*Materials provided:*
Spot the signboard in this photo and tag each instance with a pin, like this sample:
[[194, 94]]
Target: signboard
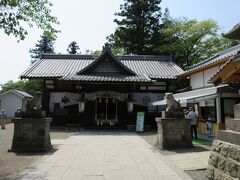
[[140, 122]]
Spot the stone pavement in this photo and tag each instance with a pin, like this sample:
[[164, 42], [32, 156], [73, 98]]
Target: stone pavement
[[103, 155]]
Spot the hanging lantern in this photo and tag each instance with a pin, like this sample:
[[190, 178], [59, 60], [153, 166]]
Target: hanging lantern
[[81, 106], [130, 106]]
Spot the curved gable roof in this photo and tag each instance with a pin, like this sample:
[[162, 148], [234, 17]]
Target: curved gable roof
[[74, 67]]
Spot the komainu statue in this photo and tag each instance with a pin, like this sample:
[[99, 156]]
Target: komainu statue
[[172, 104]]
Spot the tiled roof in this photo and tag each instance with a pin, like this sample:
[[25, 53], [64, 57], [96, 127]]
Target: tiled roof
[[19, 93], [65, 67], [227, 67], [121, 78], [220, 57]]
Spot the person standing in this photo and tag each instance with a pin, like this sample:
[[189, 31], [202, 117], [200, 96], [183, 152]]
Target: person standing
[[3, 118], [18, 113], [193, 116]]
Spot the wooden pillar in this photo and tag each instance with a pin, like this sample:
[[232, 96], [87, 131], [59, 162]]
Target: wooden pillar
[[45, 98], [218, 109]]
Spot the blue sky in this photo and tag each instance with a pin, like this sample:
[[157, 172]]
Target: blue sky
[[89, 22]]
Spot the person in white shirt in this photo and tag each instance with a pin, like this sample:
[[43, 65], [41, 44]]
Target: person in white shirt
[[3, 118], [193, 116]]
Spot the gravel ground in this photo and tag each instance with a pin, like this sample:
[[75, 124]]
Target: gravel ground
[[11, 163], [151, 138]]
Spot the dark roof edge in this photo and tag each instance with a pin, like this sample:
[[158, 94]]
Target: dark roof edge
[[67, 56], [99, 57], [120, 57]]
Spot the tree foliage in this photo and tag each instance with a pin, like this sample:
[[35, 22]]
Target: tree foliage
[[44, 45], [16, 14], [138, 26], [190, 41], [30, 86], [73, 48]]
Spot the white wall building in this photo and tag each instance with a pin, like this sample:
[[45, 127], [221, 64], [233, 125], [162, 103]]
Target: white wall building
[[13, 99], [212, 103]]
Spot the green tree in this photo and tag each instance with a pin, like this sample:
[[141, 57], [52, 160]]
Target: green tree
[[44, 45], [138, 27], [14, 14], [73, 48], [190, 41]]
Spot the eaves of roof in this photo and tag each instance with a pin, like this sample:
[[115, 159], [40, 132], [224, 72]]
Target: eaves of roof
[[216, 60]]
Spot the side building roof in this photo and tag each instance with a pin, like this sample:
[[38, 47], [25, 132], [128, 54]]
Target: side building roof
[[218, 59], [67, 67], [19, 93]]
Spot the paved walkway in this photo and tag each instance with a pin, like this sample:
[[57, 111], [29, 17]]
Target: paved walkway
[[103, 156]]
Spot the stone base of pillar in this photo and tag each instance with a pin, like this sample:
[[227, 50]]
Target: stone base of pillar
[[31, 135], [173, 133]]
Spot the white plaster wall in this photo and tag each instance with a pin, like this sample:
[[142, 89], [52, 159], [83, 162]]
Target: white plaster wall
[[208, 74], [10, 102], [139, 98], [196, 80], [201, 79]]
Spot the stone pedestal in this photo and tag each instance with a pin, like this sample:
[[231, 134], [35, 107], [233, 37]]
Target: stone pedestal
[[173, 132], [224, 161], [31, 135]]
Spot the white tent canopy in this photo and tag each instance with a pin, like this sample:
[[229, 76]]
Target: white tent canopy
[[193, 96]]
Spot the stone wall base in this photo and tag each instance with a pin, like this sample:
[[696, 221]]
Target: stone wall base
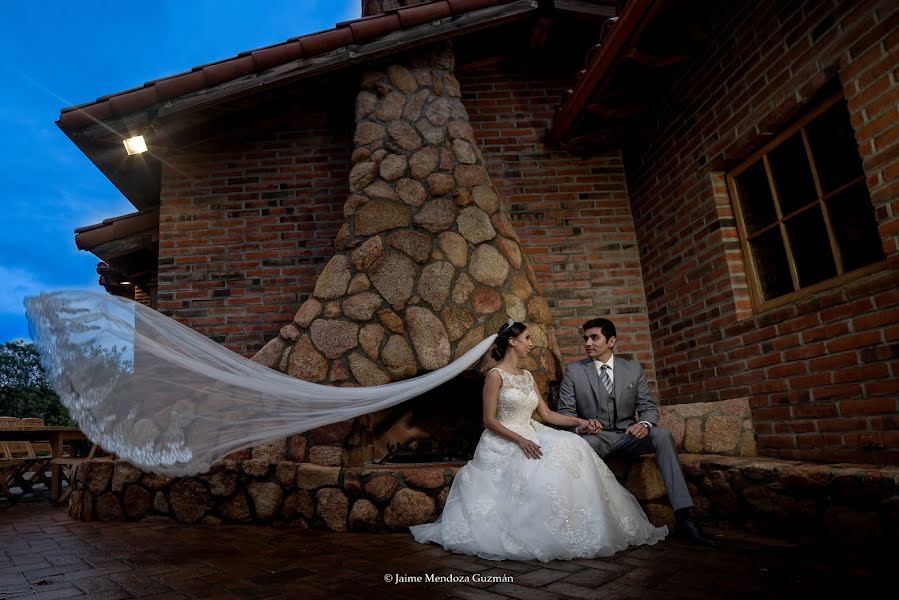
[[852, 503]]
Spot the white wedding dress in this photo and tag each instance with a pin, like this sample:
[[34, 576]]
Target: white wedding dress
[[564, 505]]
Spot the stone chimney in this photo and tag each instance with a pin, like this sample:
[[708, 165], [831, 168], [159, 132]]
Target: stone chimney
[[427, 264]]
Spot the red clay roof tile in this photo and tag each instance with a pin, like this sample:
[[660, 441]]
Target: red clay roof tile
[[370, 28], [266, 58], [350, 32], [180, 85]]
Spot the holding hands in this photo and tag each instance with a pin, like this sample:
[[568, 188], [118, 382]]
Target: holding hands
[[530, 449], [588, 426], [638, 430]]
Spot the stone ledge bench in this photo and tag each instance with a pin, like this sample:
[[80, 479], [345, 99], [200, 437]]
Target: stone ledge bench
[[782, 497]]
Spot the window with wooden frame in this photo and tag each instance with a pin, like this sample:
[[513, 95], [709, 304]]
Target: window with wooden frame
[[805, 218]]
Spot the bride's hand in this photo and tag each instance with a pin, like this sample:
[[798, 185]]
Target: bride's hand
[[588, 426], [530, 449]]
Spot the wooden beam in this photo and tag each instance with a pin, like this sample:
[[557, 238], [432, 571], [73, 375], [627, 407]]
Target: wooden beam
[[393, 43], [585, 9], [645, 59], [612, 111], [627, 31]]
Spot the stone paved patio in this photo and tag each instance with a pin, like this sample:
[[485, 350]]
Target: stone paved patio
[[45, 554]]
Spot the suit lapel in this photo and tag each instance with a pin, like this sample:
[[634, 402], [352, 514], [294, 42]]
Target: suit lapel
[[593, 377]]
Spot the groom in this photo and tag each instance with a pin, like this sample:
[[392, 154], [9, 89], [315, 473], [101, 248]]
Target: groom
[[614, 392]]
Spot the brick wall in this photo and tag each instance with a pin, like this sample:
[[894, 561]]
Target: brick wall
[[248, 221], [572, 214], [821, 372]]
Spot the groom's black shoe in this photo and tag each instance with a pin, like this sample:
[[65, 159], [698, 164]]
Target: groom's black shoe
[[688, 529]]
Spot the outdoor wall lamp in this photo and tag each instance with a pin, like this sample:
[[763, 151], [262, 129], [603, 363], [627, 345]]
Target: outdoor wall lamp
[[135, 145]]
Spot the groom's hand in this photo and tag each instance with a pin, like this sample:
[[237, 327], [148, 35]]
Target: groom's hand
[[638, 431], [588, 426]]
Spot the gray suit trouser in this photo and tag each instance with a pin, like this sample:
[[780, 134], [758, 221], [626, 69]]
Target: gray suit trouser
[[659, 442]]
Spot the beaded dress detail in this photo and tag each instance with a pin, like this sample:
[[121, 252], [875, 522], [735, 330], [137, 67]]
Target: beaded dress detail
[[567, 504]]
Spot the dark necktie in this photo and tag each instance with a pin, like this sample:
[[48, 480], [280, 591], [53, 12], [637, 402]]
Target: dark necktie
[[606, 380]]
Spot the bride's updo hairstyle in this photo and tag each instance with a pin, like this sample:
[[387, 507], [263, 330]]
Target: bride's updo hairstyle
[[506, 332]]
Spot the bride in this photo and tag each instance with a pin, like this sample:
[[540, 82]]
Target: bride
[[533, 492]]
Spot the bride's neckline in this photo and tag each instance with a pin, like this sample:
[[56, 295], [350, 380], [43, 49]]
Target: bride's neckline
[[523, 371]]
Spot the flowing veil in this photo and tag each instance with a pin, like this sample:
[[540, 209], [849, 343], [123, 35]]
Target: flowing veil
[[169, 400]]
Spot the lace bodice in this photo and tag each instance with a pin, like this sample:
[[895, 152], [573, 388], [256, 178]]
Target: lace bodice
[[566, 504], [517, 400]]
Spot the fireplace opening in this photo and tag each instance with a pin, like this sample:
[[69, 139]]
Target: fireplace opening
[[442, 425]]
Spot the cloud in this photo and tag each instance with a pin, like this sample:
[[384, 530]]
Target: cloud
[[17, 284]]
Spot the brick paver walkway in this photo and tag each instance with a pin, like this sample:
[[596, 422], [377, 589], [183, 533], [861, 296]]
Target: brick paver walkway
[[45, 554]]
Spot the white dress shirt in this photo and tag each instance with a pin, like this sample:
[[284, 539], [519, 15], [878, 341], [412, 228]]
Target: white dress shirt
[[611, 373]]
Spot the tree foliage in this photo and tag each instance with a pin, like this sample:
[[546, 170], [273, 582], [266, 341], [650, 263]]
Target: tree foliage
[[24, 390]]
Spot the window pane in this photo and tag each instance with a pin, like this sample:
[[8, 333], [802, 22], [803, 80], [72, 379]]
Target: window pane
[[755, 197], [792, 175], [771, 263], [855, 227], [834, 148], [811, 247]]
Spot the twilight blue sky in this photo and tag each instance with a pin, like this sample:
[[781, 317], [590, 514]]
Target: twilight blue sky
[[58, 53]]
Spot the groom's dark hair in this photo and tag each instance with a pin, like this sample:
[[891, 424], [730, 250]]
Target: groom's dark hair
[[608, 328]]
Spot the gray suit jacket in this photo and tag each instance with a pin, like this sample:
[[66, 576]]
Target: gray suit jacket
[[582, 395]]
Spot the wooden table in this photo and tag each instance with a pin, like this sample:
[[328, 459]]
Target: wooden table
[[56, 436]]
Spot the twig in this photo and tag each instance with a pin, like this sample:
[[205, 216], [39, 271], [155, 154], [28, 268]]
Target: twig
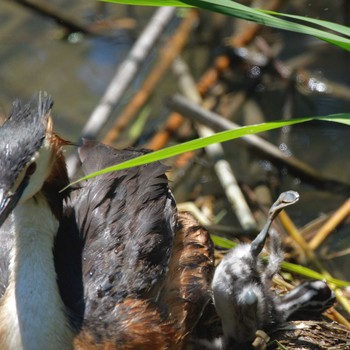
[[168, 53], [222, 168], [123, 77], [299, 239], [198, 114], [61, 19], [330, 225]]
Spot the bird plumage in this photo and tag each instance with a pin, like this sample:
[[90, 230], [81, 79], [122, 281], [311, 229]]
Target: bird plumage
[[131, 272]]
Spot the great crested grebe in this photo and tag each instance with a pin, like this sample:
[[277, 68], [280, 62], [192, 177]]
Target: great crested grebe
[[109, 264]]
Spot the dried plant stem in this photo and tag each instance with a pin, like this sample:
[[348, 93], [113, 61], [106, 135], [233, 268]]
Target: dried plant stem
[[330, 225]]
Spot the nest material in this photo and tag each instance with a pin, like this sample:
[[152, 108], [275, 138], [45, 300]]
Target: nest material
[[312, 335]]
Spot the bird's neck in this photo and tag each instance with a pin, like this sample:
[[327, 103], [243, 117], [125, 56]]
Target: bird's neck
[[34, 311]]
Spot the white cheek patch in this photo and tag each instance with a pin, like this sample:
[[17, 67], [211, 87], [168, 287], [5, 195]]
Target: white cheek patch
[[43, 159]]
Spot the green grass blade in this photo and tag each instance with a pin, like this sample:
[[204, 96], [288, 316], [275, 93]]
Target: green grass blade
[[268, 18], [287, 266], [150, 2], [339, 28], [206, 141], [222, 242], [234, 9], [306, 272]]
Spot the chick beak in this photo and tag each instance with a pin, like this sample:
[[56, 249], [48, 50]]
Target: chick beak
[[8, 200]]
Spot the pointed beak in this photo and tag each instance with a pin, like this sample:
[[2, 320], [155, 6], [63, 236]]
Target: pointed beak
[[8, 201]]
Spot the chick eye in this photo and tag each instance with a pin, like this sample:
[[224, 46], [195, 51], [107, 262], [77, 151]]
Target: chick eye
[[31, 169]]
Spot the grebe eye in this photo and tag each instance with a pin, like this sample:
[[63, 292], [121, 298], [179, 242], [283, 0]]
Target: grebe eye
[[31, 169]]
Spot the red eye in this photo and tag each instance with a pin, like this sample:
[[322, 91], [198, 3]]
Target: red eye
[[31, 169]]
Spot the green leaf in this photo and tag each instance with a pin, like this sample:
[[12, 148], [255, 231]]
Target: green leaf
[[222, 242], [344, 30], [150, 2], [206, 141], [268, 18], [234, 9], [305, 271]]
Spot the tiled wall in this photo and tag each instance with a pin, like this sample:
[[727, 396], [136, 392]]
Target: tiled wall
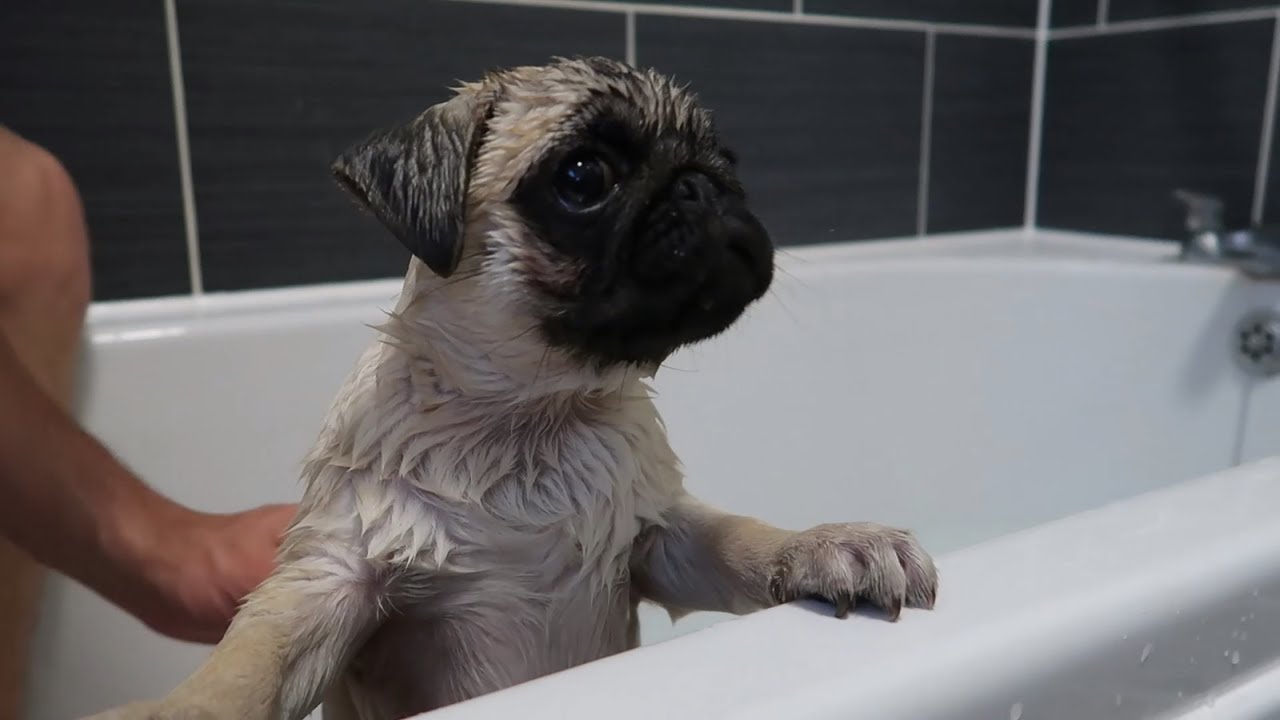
[[1146, 96], [854, 118]]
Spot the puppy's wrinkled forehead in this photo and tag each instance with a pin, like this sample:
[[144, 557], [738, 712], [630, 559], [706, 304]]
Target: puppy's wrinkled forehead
[[538, 109]]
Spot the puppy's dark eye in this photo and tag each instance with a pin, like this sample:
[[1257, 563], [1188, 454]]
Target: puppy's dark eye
[[583, 181]]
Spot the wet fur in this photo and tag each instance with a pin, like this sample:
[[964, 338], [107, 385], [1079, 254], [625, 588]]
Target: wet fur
[[483, 507]]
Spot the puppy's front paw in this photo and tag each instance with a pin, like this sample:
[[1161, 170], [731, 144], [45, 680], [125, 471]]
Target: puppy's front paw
[[848, 563]]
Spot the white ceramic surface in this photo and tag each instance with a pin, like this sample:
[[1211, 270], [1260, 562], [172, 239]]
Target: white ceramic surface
[[970, 387]]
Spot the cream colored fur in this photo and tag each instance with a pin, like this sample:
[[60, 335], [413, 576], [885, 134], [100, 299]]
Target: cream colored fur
[[481, 510]]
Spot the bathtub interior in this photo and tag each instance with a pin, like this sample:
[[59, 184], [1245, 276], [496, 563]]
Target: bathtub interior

*Action item:* Beginning at the line above that contains "Spot the stone ledge", return each line exactly through the line that contains "[[48, 480], [280, 591], [53, 12], [637, 402]]", and no others.

*Answer space:*
Spot the stone ledge bench in this photo and tag each instance with a pin, like this sample:
[[80, 479], [345, 99], [200, 437]]
Target: stone ledge bench
[[782, 497]]
Spot the window with wooden frame in this photo and tag each instance with a pin, like this sample:
[[513, 95], [709, 304]]
Target: window with wooden frame
[[805, 218]]
Spot the bride's hand in this photo and tag each instance with a pin, like this sample:
[[798, 185]]
Target: bride's hand
[[588, 426], [530, 449]]
Spot the wooden beam in this photo and tag each instance with a pin, like this sample:
[[557, 238], [432, 571], [73, 375], [627, 407]]
Target: wooden beam
[[393, 43], [585, 9], [645, 59], [612, 111], [627, 31]]
Spot the stone paved patio in this photo and tag each instance with a pin, like this sample:
[[485, 350]]
Target: stone paved patio
[[45, 554]]
Spot the suit lapel in this photo and tag each instance with a pin, like this sample:
[[634, 402], [352, 514], [294, 42]]
Target: suit lapel
[[593, 377]]
Spot the groom in this photo and tag each instance with a pin, like this sample:
[[392, 154], [9, 89], [315, 473], [101, 248]]
Target: groom
[[614, 392]]
Spot the brick wall in this photo and tag each instance with a pin, like this sample:
[[894, 561]]
Target: brick wall
[[248, 221], [572, 214], [821, 372]]
Spot the groom's black shoe in this photo and tag each instance with a pin, like this sample:
[[65, 159], [698, 164]]
Target: groom's black shoe
[[688, 529]]
Spot the outdoor wall lamp in this photo and tag each instance with a pin, like this sample:
[[763, 151], [262, 129], [603, 363], [627, 345]]
Target: outdoor wall lamp
[[135, 145]]
Spot the groom's hand in this photo and tag each instance with a pin, like this sample:
[[237, 327], [148, 35]]
Target: groom's hand
[[638, 431], [588, 426]]
Spot the gray suit trouser in this photo and tag each instance with a pin, like this sample:
[[780, 134], [758, 221], [626, 69]]
Target: gray suit trouser
[[659, 442]]
Spot the beaded dress detail in this photo and tag each instance with a pin, like this sample:
[[121, 252], [875, 522], [735, 330], [137, 67]]
Target: beaded dress detail
[[567, 504]]
Spot the dark necktie in this photo and tag each instance with a pin, like this sample:
[[48, 480], [280, 591], [53, 12], [637, 402]]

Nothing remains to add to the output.